--- start RECORDS FOR THE EXERCISE ---

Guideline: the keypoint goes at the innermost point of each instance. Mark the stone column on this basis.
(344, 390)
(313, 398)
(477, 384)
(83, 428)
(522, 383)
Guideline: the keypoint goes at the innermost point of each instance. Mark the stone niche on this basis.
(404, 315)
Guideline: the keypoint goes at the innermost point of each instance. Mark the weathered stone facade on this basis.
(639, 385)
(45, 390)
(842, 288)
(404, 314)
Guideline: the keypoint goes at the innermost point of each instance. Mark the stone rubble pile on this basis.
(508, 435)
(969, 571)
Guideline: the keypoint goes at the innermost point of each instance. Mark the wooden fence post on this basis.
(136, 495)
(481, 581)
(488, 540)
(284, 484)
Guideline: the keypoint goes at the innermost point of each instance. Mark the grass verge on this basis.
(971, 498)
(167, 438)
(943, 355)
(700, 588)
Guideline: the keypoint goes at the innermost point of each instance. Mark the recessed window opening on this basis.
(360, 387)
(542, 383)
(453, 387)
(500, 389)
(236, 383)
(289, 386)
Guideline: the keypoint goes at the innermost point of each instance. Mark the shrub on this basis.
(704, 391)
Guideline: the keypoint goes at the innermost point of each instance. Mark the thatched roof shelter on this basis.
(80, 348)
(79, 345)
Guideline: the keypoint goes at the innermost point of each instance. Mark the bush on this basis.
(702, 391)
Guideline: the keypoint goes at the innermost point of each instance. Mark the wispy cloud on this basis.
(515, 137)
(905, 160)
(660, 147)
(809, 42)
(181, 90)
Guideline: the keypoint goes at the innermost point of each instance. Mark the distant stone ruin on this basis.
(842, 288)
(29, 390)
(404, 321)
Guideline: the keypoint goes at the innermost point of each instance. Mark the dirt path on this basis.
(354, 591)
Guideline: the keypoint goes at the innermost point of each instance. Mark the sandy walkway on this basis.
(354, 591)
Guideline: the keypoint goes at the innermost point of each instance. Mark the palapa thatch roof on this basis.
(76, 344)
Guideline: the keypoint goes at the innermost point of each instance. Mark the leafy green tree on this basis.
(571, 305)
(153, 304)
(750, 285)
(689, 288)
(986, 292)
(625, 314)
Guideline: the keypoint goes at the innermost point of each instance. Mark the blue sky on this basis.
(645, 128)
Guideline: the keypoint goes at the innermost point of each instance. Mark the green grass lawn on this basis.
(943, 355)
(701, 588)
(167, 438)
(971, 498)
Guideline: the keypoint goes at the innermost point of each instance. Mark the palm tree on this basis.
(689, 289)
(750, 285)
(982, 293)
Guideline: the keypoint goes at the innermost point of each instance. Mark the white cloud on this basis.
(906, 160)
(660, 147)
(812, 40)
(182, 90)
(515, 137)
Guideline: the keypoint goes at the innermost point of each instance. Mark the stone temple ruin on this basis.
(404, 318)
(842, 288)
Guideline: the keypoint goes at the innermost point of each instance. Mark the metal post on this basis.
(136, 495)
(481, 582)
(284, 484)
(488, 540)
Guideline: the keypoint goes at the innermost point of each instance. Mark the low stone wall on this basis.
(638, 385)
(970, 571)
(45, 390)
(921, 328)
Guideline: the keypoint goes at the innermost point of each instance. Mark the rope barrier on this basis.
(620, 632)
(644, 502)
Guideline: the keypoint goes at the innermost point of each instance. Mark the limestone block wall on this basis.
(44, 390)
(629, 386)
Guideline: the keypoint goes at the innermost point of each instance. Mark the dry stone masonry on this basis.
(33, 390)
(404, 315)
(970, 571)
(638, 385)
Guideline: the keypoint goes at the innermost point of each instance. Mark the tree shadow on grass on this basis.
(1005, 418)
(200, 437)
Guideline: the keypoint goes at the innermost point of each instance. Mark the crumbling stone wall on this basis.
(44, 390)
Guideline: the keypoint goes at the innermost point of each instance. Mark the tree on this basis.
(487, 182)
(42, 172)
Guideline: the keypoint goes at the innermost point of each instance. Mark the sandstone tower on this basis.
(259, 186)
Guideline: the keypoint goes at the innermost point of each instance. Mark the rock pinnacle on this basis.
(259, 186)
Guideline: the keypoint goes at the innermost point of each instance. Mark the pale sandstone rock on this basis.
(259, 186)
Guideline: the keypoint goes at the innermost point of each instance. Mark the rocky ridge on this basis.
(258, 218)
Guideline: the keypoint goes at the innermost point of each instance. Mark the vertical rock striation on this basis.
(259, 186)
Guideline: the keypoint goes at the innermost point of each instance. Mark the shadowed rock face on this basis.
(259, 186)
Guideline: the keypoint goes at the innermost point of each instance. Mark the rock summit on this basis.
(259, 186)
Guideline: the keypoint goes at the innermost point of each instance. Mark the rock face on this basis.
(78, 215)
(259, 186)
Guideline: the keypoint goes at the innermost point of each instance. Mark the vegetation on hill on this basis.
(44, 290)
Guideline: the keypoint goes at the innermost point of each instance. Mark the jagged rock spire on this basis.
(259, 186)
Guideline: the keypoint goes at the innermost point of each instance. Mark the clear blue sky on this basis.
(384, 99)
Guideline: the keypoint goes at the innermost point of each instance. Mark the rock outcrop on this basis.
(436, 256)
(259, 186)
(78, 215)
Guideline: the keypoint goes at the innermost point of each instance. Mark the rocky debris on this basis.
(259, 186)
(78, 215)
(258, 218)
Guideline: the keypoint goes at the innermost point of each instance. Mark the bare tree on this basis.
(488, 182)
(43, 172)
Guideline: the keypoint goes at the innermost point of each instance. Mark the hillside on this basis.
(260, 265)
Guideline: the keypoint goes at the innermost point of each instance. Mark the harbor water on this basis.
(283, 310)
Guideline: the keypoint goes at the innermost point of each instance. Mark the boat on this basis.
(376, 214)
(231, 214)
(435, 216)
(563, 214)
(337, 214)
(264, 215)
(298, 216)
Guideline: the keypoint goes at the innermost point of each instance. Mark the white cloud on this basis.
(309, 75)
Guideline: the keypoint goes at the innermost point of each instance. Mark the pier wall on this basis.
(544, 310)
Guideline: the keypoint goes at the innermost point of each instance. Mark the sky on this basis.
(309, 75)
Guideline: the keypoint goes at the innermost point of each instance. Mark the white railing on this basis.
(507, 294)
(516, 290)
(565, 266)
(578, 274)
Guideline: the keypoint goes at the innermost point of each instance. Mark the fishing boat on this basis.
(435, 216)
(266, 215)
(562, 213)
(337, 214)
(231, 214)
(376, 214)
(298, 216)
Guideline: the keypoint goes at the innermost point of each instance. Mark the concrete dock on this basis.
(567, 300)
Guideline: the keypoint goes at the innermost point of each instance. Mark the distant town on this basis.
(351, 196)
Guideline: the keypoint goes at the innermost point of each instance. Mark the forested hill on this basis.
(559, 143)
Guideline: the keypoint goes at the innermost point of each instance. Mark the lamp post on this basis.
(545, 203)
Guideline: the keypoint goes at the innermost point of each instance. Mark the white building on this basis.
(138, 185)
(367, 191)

--- end RECORDS FOR THE EXERCISE ---

## [DIRECTIONS]
Can you return all of the records above line for line, with no changes?

## [WRITTEN SOLUTION]
Guideline: the keypoint goes at the innermost point of each instance. Mark the stone column on this basis.
(344, 390)
(313, 398)
(477, 384)
(83, 428)
(522, 383)
Guideline: the keypoint goes at the innermost point of each instance. Mark the stone niche on this basis.
(404, 315)
Guideline: the keypoint goes at the innermost point of each instance. Mark the weathered stone facade on this basis.
(639, 385)
(45, 390)
(842, 288)
(404, 314)
Guideline: the keypoint goes at the innermost point of each instance. Mark the stone rubble pile on this basis.
(508, 435)
(969, 571)
Guideline: the keypoint goes at the innermost point of each instance. Mark the wooden fence post on this basis.
(136, 495)
(481, 581)
(488, 540)
(284, 484)
Guideline: the keypoint goes at the innermost point of each instance. Mark the grass verge on this basis.
(971, 498)
(167, 438)
(943, 355)
(700, 588)
Guideline: the keypoint goes at the innermost point of each instance. Mark the recessed window opening on this basis.
(360, 387)
(542, 383)
(453, 387)
(500, 389)
(236, 383)
(289, 386)
Guideline: the keypoint goes at the innermost point of each instance. Mark the shrub on this basis.
(704, 391)
Guideline: the keypoint goes at the innermost point of each instance. Mark the thatched roof shelter on this basis.
(80, 348)
(79, 345)
Guideline: the keypoint goes at the innermost point of each instance. Mark the bush on this basis.
(702, 391)
Guideline: the keypoint goes at the innermost point of each instance. Mark the wispy cloud on this basis.
(515, 137)
(905, 160)
(660, 147)
(809, 42)
(181, 90)
Guideline: the keypoint goes at the innermost point of each instance. Mark the distant stone ruin on this basis.
(842, 288)
(29, 390)
(404, 321)
Guideline: the keypoint goes at the innermost point of each instance. Mark the dirt path on this basis.
(354, 591)
Guideline: the keypoint goes at the innermost point of each instance. Mark the sandy walkway on this basis.
(354, 591)
Guideline: the keypoint goes at the innermost point of each instance. Mark the palapa thatch roof on this basis.
(76, 344)
Guideline: the keypoint goes at the innermost point of each instance. Mark the leafy green tree on this basis.
(571, 305)
(153, 304)
(750, 285)
(689, 288)
(986, 292)
(625, 314)
Guideline: the keypoint goes at the innermost point of each instance. Mark the blue sky on this basis.
(645, 128)
Guideline: the keypoint goes at the innermost point of each instance. Mark the green grass lawn on this basis.
(943, 355)
(701, 588)
(167, 438)
(971, 498)
Guideline: the keypoint goes at the innermost point of each instance. Mark the palm tree on this basis.
(689, 289)
(750, 285)
(982, 293)
Guideline: the keypoint goes at the innermost point of each instance. Mark the white cloud on this basis.
(906, 160)
(660, 147)
(812, 40)
(182, 90)
(515, 137)
Guideline: the keypoint goes at the innermost point of each instance. Mark the stone temple ruin on this basis.
(404, 318)
(842, 288)
Guideline: the keypoint goes at the innermost point of each instance. Mark the metal post on this basis.
(136, 495)
(481, 582)
(284, 484)
(488, 540)
Guideline: the keypoint goes at the innermost point of each instance. Mark the low stone wall on this basis.
(638, 385)
(970, 571)
(45, 390)
(921, 328)
Guideline: the keypoint goes at the innermost point of each instance. Mark the rope barrier on this basis.
(620, 632)
(644, 502)
Guideline: the keypoint goes at the innermost point of each instance. Mark the limestone block wall on this basis.
(44, 390)
(629, 386)
Guideline: the keypoint goes at the innermost point of each instance. Mark the dry stone masonry on this basis.
(33, 390)
(404, 315)
(970, 571)
(638, 385)
Guideline: the keypoint goes at the innermost point of each instance. Mark the tree shadow on grass on this basis.
(1005, 418)
(200, 437)
Guideline: the keypoint goes at the innermost point of each instance. Mark the crumbling stone wall on this basis.
(44, 390)
Guideline: the keypoint goes at the innermost point of each instance. Mark the tree on this basis.
(487, 182)
(42, 172)
Guideline: the keypoint goes at the innermost point of each instance. Mark the sandstone tower on this basis.
(259, 186)
Guideline: the keypoint goes at the innermost point of each instance. Mark the rock pinnacle on this basis.
(259, 186)
Guideline: the keypoint goes at the innermost point of each instance. Mark the pale sandstone rock on this basis.
(259, 186)
Guideline: the keypoint goes at the innermost point of each instance. Mark the rocky ridge on this basis.
(258, 218)
Guideline: the keypoint goes at the innermost point of each instance. Mark the vertical rock striation on this basis.
(259, 186)
Guideline: the keypoint goes at the innermost point of each instance. Mark the shadowed rock face on this basis.
(259, 186)
Guideline: the keypoint goes at the innermost point of each instance. Mark the rock summit on this basis.
(259, 186)
Guideline: the keypoint goes at the innermost point of each instance. Mark the rock face on this basis.
(78, 215)
(259, 186)
Guideline: the keypoint goes at the innermost point of each instance. Mark the vegetation on hill on this basis.
(44, 290)
Guideline: the keypoint goes at the innermost point of each instance. Mark the jagged rock spire on this basis.
(259, 186)
Guideline: the keypoint goes at the innermost point of each instance. Mark the clear blue sky on this basis.
(384, 99)
Guideline: the keypoint goes at the innermost point of each instance. Mark the rock outcrop on this basis.
(436, 256)
(259, 186)
(78, 215)
Guideline: the keypoint goes at the innermost point of each instance. Mark the rocky debris on this basis.
(259, 186)
(78, 215)
(258, 218)
Guideline: the keypoint goes at the innermost point of each instance. Mark the bare tree on this basis.
(488, 182)
(43, 172)
Guideline: the keypoint goes at the innermost point of each instance. Mark the hillside on this basis.
(260, 265)
Guideline: the keypoint goes at the innermost point of each instance. Mark the harbor water on this basis.
(283, 310)
Guideline: the keypoint goes at the innermost point of each instance. Mark the boat on this basis.
(376, 214)
(231, 214)
(435, 216)
(563, 214)
(337, 214)
(264, 215)
(298, 216)
Guideline: the keypoint goes at the innermost point of each instance. Mark the white cloud on this basis.
(309, 75)
Guideline: the keypoint goes at the innermost point of each instance. Mark the pier wall on this basis.
(544, 310)
Guideline: the keypoint goes at the innermost point of each instance. Mark the sky on this basis.
(309, 75)
Guideline: the keypoint goes at the innermost point of each instance. Mark the white railing on this basis.
(507, 294)
(516, 290)
(565, 266)
(578, 274)
Guideline: the keypoint goes at the innermost point of each instance. Mark the fishing boat on this basis.
(435, 216)
(266, 215)
(562, 213)
(337, 214)
(231, 214)
(376, 214)
(298, 216)
Guideline: the keypoint goes at the innermost point of each instance. Mark the concrete dock on this basis.
(567, 300)
Guideline: the keypoint goes at the innermost point of each instance. Mark the distant town on this basis.
(351, 196)
Guideline: the keypoint goes at the innermost point of each instance. Mark the forested hill on this basis.
(559, 143)
Guideline: the keypoint goes at the innermost point of each instance. Mark the lamp post on this basis.
(545, 203)
Guideline: the keypoint goes at the innermost point of each instance. Mark the white building on this basis.
(138, 185)
(367, 191)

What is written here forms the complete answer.